- [Exercise instructions]
Line by line, set down all the data below exactly, omitting any picture.

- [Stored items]
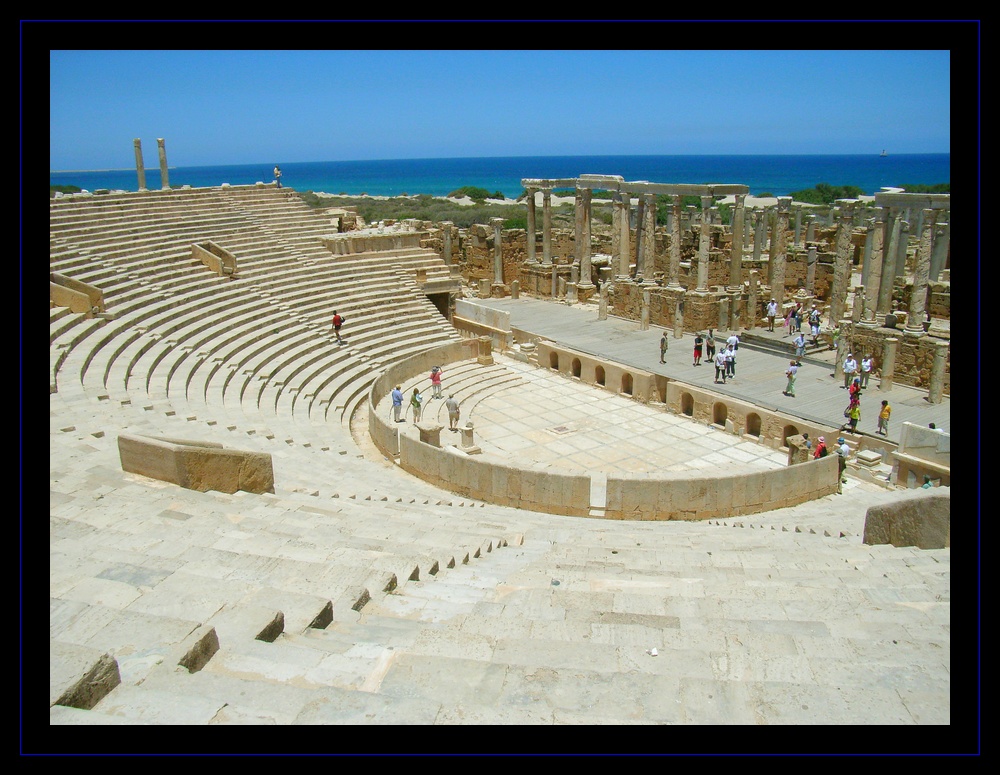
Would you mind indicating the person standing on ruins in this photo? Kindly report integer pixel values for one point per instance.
(720, 366)
(772, 312)
(790, 373)
(453, 412)
(850, 368)
(867, 364)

- [Answer to the problem]
Would you mind indicating the person standing on ruins in this photo? Kindly report integer pixel values for one point per instance.
(720, 366)
(772, 312)
(790, 373)
(453, 412)
(850, 368)
(867, 364)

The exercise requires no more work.